Region pointing data:
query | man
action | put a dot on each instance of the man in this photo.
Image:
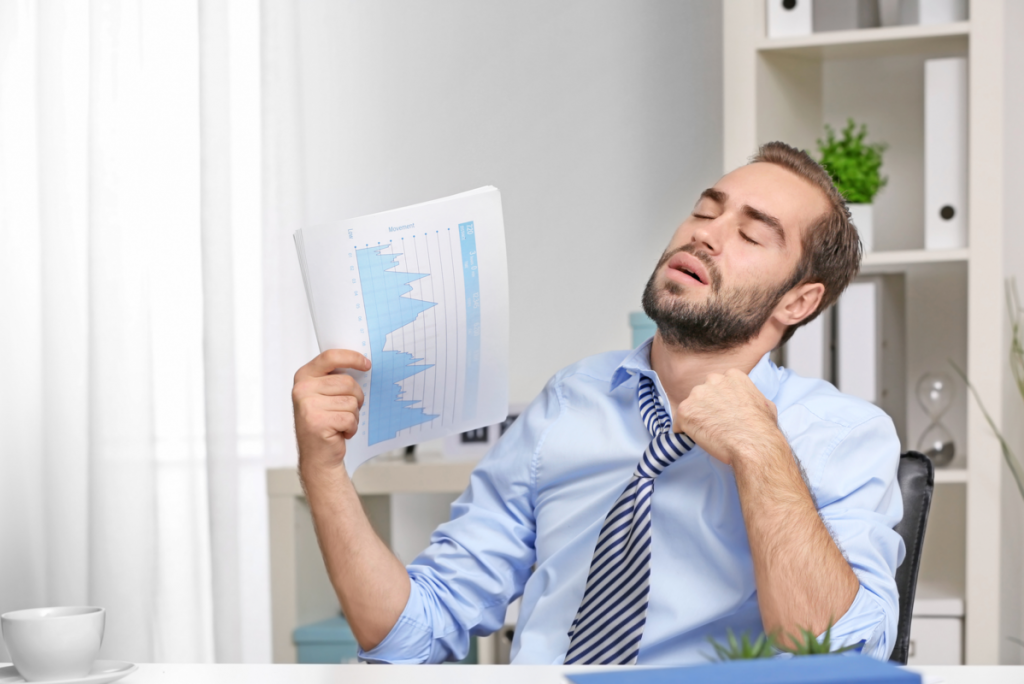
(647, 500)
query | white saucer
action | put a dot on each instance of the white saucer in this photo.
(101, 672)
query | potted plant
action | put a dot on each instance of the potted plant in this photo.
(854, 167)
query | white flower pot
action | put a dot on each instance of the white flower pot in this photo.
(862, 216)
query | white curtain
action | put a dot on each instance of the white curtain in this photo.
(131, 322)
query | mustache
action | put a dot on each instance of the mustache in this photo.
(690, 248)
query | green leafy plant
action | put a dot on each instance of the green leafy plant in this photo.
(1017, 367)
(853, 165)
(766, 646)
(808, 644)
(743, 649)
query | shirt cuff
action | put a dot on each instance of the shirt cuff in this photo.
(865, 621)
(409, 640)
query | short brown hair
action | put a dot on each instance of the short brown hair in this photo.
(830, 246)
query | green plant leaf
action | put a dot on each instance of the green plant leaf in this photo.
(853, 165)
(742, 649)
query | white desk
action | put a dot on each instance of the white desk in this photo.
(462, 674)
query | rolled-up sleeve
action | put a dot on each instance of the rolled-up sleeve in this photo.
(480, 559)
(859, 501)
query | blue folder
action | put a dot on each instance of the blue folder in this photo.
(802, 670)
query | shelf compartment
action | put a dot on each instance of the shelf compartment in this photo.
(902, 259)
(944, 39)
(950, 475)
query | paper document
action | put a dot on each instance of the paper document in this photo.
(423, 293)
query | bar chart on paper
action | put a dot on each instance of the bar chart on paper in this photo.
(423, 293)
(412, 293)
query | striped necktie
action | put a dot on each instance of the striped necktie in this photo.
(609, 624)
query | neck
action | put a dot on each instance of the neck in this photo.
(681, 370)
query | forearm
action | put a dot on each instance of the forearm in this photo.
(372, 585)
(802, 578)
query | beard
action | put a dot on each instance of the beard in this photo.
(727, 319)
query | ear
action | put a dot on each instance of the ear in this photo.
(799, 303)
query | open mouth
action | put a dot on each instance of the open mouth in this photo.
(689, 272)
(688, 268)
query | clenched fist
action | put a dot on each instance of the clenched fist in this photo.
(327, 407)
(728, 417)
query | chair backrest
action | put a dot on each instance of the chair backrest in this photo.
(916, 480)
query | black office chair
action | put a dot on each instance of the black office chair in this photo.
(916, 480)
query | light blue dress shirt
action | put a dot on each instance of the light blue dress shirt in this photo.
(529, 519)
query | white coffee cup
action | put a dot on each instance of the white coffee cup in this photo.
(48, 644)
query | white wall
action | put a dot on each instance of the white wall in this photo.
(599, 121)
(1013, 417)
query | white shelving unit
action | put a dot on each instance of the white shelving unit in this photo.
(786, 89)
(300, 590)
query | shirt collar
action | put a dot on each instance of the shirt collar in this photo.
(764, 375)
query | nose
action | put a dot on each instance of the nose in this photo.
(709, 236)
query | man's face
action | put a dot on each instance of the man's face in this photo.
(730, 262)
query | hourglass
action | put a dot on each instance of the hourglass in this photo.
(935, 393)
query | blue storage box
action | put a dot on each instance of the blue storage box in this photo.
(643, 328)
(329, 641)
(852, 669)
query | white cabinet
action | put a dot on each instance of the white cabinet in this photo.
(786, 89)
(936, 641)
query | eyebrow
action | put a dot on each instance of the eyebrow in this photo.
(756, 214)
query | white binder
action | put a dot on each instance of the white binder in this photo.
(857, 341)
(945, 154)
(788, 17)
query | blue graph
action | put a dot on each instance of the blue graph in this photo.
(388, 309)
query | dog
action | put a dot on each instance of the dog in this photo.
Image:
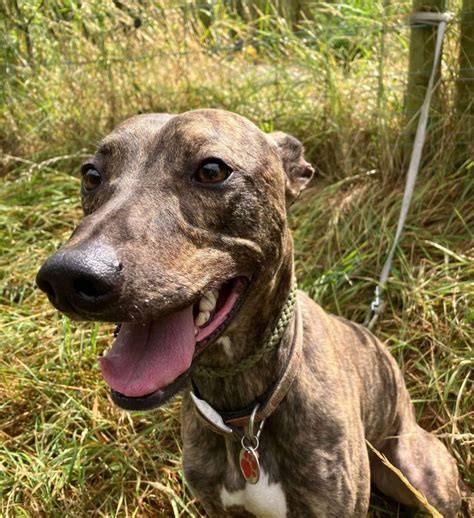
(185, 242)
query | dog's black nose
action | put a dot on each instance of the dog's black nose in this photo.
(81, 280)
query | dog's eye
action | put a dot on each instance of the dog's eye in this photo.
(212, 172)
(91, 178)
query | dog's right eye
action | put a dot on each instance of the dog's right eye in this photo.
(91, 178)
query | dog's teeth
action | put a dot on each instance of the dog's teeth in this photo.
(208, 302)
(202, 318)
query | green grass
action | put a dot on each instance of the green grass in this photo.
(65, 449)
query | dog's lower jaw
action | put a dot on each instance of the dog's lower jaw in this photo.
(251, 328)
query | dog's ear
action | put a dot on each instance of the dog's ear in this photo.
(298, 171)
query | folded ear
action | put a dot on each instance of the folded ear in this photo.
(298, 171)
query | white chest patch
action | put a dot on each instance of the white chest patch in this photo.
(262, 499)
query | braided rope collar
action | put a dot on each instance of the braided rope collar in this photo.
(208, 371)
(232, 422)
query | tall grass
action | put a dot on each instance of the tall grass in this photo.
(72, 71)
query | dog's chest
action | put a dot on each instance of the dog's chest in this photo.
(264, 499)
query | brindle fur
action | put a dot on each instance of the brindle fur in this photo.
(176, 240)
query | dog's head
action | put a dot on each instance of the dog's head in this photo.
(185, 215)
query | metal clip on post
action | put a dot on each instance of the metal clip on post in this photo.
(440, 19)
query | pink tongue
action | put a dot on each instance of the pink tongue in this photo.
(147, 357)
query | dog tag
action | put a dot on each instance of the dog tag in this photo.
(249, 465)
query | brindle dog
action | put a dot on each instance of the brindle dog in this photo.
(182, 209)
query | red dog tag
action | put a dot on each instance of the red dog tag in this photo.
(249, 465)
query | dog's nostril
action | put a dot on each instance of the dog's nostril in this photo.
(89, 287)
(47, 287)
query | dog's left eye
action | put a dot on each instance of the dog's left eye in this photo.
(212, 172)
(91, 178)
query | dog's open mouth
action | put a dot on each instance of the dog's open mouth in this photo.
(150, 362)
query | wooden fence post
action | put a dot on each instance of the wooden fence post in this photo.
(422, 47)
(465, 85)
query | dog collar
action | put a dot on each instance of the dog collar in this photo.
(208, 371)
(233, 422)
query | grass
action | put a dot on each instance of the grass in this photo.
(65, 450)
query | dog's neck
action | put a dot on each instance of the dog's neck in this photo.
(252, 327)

- WHAT THE EXERCISE ASKS: The reply should contain all of the data above, word for word, with no pictures.

- SOLUTION FOR THIS PROBLEM:
query | man
action | put a dot on each instance of the man in this photo.
Image:
(647, 500)
query | white saucer
action | put a dot on each instance of the white saucer in this photo.
(101, 672)
query | potted plant
action | put a dot on each instance of the potted plant in this photo.
(854, 167)
query | white flower pot
action | put a dot on each instance of the white flower pot in this photo.
(862, 216)
query | white curtain
action | put a dot on each instance of the white curtain in this photo.
(131, 322)
query | mustache
action | put a dot on each instance of the mustache in this photo.
(690, 248)
query | green leafy plant
action | put a dot on each instance of the green leafy plant in this photo.
(1017, 367)
(853, 165)
(766, 646)
(808, 644)
(743, 649)
query | shirt cuff
action | put a dot on each instance of the shirt cuff in this photo.
(865, 621)
(409, 640)
query | short brown hair
action | put a dot on each instance of the short brown hair in this photo.
(830, 246)
query | green plant leaf
action | put a dot on each instance of the green plant leaf in this photo.
(853, 165)
(742, 649)
query | white desk
action | put a dot on each instance of the white desk in this photo.
(462, 674)
query | rolled-up sleeve
action | put a dot on each instance of the rolled-up sleeve in this photo.
(480, 559)
(859, 501)
query | blue folder
action | put a dot on each instance of the blue folder in this photo.
(802, 670)
query | shelf compartment
action | put a dot on each instance of the shelf compartment in this photo.
(902, 259)
(944, 39)
(950, 475)
query | paper document
action | put a dot on each instance of the paper document in this photo.
(423, 293)
query | bar chart on paper
action | put a dot on each instance of the bar chart on paper in this photo.
(423, 293)
(412, 293)
query | striped necktie
action | put a dot on each instance of the striped necktie in this photo.
(609, 624)
query | neck
action | put a dot on each instance of the neck in this photo.
(681, 370)
query | forearm
action | put a dot on each instance of the forearm in this photo.
(372, 585)
(802, 578)
query | beard
action | put a dot on each instance of the beard in this photo.
(727, 319)
query | ear
action | put a dot on each instance of the ear in this photo.
(799, 303)
query | open mouth
action | put a dot on each instance of the open mouth in this photo.
(689, 272)
(688, 268)
query | clenched fist
action | put a dot on each instance of the clenched fist in this photo.
(327, 407)
(728, 417)
query | chair backrest
action | put a dot on each instance of the chair backrest in this photo.
(916, 480)
query | black office chair
action | put a dot on each instance of the black office chair in this photo.
(916, 480)
query | light blue dress shirt
action | put a dot on each instance of the light blue dress shirt in this photo.
(529, 519)
query | white coffee cup
action | put a dot on each instance of the white coffee cup in this photo.
(48, 644)
query | white wall
action | put a dot on each instance of the white wall in this photo.
(599, 121)
(1013, 417)
query | white shelving unit
action | put a dot on each instance of the white shelving unit in this photo.
(786, 89)
(300, 590)
query | shirt collar
action | put a dot on each instance of the shirt collar in this photo.
(764, 375)
query | nose
action | put a dot on each instance of the nose in this photo.
(709, 236)
query | man's face
action | put a dot on each instance of the man's face in this photo.
(730, 262)
query | hourglass
action | put a dot on each instance of the hourglass in this photo.
(935, 393)
query | blue storage box
action | put a dot on each instance of the blue storage box in this photo.
(643, 328)
(329, 641)
(852, 669)
query | white cabinet
action | put a dot on each instance of the white cabinet in this photo.
(786, 89)
(936, 641)
query | eyebrow
action | put a dot on each instance of the eyebrow in this photo.
(756, 214)
query | white binder
action | put a dot on each instance of the white binder in this photo.
(857, 341)
(945, 154)
(788, 17)
query | blue graph
action | put a dot on each instance of the blue graph in this photo.
(388, 309)
query | dog
action | put a dot on each instance of the dog in this photo.
Image:
(185, 242)
query | dog's black nose
action | put a dot on each instance of the dog's black nose in this photo.
(81, 280)
query | dog's eye
action | put a dot on each instance of the dog's eye in this photo.
(212, 172)
(91, 178)
query | dog's right eye
action | put a dot on each instance of the dog's right eye in this photo.
(91, 178)
query | dog's teeth
action | put a dot on each instance of the dog's teeth in this photo.
(208, 302)
(202, 318)
query | green grass
action | put a dot on each instance of the green grass in this photo.
(65, 449)
query | dog's lower jaw
action | put a dot on each instance of the dog's lower jaw in this photo.
(251, 328)
query | dog's ear
action | put a dot on each instance of the dog's ear in this photo.
(298, 171)
query | folded ear
action | put a dot on each instance of the folded ear in this photo.
(298, 171)
query | white chest patch
action | put a dot on each instance of the white chest patch in this photo.
(262, 499)
query | braided rope collar
action | put a dot on each instance of the braided rope collar in this photo.
(208, 371)
(232, 422)
query | tall grass
action | put a dot on each instance of the tall grass in this photo.
(72, 71)
query | dog's chest
action | put a dot on each instance of the dog's chest in this photo.
(264, 499)
query | brindle fur
action | put a dot on each instance of the brindle fur in this photo.
(176, 240)
query | dog's head
action | put a dot on each instance of the dog's head in this photo.
(185, 215)
query | metal clip on post
action | put a dot on each instance of the metal clip on post in this photo.
(440, 19)
query | pink tongue
action | put a dot on each instance of the pink tongue in this photo.
(147, 357)
query | dog tag
action | put a dot on each instance of the dog tag in this photo.
(249, 465)
query | brindle dog
action | put a dot on each instance of the brindle dog in this photo.
(182, 209)
query | red dog tag
action | put a dot on each instance of the red dog tag in this photo.
(249, 465)
query | dog's nostril
action | put a dot on each instance of the dog's nostril in this photo.
(89, 287)
(47, 287)
query | dog's left eye
action | put a dot on each instance of the dog's left eye in this photo.
(212, 172)
(91, 178)
query | dog's open mouth
action | put a dot on each instance of the dog's open mouth in this photo.
(150, 362)
query | wooden fence post
action | put a dot on each instance of the wooden fence post in this photo.
(422, 47)
(465, 85)
query | dog collar
action | put a dot on each instance of the dog collar in this photo.
(208, 371)
(233, 422)
query | grass
action | put a dot on each instance of the grass in this photo.
(65, 450)
query | dog's neck
action | put a dot on each instance of the dog's neck in this photo.
(252, 327)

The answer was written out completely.